*** Task input ***
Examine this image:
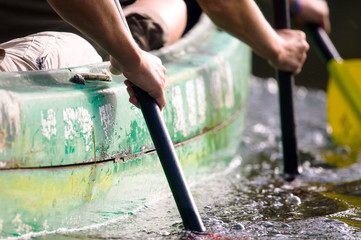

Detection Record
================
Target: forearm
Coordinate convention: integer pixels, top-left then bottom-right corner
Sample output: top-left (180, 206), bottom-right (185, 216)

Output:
top-left (198, 0), bottom-right (279, 61)
top-left (47, 0), bottom-right (141, 70)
***
__Problem description__:
Convert every entry above into a two-column CSV with the columns "entry_text" and "answer", one row per entry, putting each entry's text and its answer in a single quoted field and replacing line breaks with spaces. Leave the pictures out.

__Written solution__:
entry_text,answer
"Examine this image: Detection Record ================ Target: forearm Coordinate convention: integer pixels, top-left then bottom-right corner Sample output: top-left (180, 206), bottom-right (185, 216) Output:","top-left (198, 0), bottom-right (279, 61) top-left (47, 0), bottom-right (141, 70)"